| What you are asked to do |
Please quote every line word for word.

| Stored records |
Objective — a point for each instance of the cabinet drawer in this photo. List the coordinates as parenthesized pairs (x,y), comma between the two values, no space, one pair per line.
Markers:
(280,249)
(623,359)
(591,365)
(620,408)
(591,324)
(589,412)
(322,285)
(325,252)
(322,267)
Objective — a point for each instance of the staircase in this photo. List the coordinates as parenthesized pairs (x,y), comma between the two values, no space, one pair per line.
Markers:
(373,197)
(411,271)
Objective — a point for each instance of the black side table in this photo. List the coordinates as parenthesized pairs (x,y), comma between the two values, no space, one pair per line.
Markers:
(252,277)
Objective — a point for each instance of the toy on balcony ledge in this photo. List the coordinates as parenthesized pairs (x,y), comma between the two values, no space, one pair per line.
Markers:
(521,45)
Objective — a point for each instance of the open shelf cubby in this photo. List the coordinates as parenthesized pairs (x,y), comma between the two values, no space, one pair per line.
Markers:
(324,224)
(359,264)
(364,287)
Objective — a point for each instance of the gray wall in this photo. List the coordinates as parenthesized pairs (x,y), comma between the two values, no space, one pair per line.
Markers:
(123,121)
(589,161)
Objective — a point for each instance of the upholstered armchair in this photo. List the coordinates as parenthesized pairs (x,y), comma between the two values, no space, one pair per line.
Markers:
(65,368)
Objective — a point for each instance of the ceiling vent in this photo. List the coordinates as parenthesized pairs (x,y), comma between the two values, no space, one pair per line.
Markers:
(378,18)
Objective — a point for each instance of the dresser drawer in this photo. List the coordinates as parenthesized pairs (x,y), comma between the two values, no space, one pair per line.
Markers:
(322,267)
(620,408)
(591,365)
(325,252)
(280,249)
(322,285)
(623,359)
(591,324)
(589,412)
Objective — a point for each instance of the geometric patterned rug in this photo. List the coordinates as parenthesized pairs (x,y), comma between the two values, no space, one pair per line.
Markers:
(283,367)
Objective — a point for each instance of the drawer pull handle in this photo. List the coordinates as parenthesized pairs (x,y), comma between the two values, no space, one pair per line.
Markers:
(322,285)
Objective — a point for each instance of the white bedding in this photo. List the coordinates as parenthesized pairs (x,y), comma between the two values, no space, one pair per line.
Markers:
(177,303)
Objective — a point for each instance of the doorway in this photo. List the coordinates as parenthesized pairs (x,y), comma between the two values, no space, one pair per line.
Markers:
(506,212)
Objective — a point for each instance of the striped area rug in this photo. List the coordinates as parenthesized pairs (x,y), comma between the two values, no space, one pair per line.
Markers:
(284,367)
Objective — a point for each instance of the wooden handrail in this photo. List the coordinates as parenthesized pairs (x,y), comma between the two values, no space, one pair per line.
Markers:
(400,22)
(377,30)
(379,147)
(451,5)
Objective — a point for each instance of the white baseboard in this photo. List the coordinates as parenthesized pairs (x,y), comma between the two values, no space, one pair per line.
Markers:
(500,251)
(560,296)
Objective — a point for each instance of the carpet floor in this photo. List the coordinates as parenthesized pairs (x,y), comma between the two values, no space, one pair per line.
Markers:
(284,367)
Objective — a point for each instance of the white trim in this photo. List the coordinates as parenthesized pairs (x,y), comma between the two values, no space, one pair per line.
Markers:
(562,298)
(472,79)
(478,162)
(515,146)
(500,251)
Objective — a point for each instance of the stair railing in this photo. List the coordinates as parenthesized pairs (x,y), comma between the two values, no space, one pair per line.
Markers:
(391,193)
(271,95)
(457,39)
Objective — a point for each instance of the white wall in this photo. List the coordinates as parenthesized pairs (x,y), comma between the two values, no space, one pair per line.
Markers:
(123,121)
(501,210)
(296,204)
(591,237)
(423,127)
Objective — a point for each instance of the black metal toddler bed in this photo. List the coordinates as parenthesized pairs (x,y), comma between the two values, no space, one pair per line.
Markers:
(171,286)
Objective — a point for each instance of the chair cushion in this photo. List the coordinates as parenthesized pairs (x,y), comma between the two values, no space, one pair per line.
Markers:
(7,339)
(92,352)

| Result for this exercise |
Objective — a point for each instance of the cabinet drawer in this photo. List the coordinates as parenthesized pairs (x,y), comma between the two values, no space, one pair per line.
Markers:
(280,249)
(623,359)
(591,365)
(620,408)
(591,324)
(589,412)
(322,285)
(325,252)
(322,267)
Objective — a point for each instance of the staircase in this photo. List the coordinates as parenthesized pairs (x,y), comma between the two values, no space, one pair per line.
Markers:
(373,197)
(411,271)
Objective — a point for each instance of the black side table in this photo. List the coordinates as parenthesized pairs (x,y), comma between the two values, no space, one pair per line.
Markers:
(252,277)
Objective — a point for each instance of the toy on balcony ledge in this photo. List the coordinates as parenthesized pairs (x,y), comma between the two values, no space, one pair per line.
Markers:
(521,45)
Objective — a point for each instance of the open shelf cubby in this photo. List the coordinates as parenthesized pairs (x,y), comma between the two values, no space, one pair per line.
Markers:
(324,224)
(359,264)
(364,287)
Objective — a point for each instance of the gray wall in this photo. List the coordinates as parenthesized pairs (x,y), comma between the two values, no space, one pair per line.
Markers:
(123,121)
(589,161)
Objective — a point for each instance of the upholstered armchair in this photo. List the coordinates as parenthesized pairs (x,y), comma between the two values, no space, one pair per line.
Markers:
(65,368)
Objective — a point for each instance of the ceiling vent in this photo. List the coordinates as parenthesized pairs (x,y), comma between the two values, no space, one pair per line.
Markers:
(378,18)
Objective — a point for each instance of the dresser drawer in this photo. List the coordinates as parenthesized pairs (x,y), comma between the two values, no space, one pair per line.
Markers:
(322,267)
(620,408)
(591,365)
(325,252)
(280,249)
(322,285)
(623,359)
(591,324)
(589,412)
Objective — a point for each instance of the geometric patterned rug in this photo. List the coordinates as parenthesized pairs (x,y), comma between the two values, no space, one pair per line.
Markers:
(283,367)
Objective — a point for each instance of the drawer pull handle in this photo. List the coordinates as parenthesized pairs (x,y), comma between the two values, no space, one pair per line.
Markers:
(322,285)
Objective — a point for each instance of the white bedding in this photo. List the coordinates as parenthesized pairs (x,y), comma between the two values, no space, one pair per line.
Markers:
(177,303)
Objective — a point for each instance of the doorway in this photo. List the coordinates as parenthesized pairs (x,y), comma between the two values, no space, one pair per line.
Markers:
(506,212)
Objective — a point for each instance of the striped area rug in this photo. List the coordinates as parenthesized pairs (x,y), comma between the two values, no space, one pair per line.
Markers:
(284,367)
Objective — a point for each instance of the wooden handrail in this photo. List the coordinates as parenthesized pairs (x,y), comma between the two values, no space, one pair per line.
Markers:
(400,22)
(377,30)
(379,147)
(451,5)
Objective — a point for each instance of the white baseboard in this photo. List the coordinates as parenthesized pairs (x,y), comma between the two values, no space, one pair per line.
Markers:
(500,251)
(560,296)
Objective — a point for each instance of the carpet floor in this photo. List the coordinates as parenthesized pairs (x,y), comma between the two values, no space, one pair per line.
Markers:
(284,367)
Objective — a point for each instance of the white trim in this photo. List the coordinates as parenthesized pairs (x,y), comma between the two values, no space, one pair per line.
Markers:
(562,298)
(472,79)
(478,162)
(515,146)
(500,251)
Objective — a point for each instance of the stair railing in this photo. List the coordinates as parenthesized pairs (x,y), comma between the two values, no space, one pair per line.
Markers:
(391,193)
(271,95)
(457,39)
Objective — a point for each instance of the white wall in this photo. List the coordinates as parenthesized pairs (x,y), comma between the two values, no space, one pair per line.
Markers:
(123,121)
(501,210)
(296,204)
(591,237)
(423,127)
Objective — a point for each instance of the black metal toddler bed in this photo. List the coordinates as parenthesized pairs (x,y), comma between the two values, no space, one pair per line.
Markers:
(171,286)
Objective — a point for each instance of the chair cushion in this photo. List the coordinates as parenthesized pairs (x,y), comma between the two values, no space, one pair per line.
Markers:
(7,339)
(92,352)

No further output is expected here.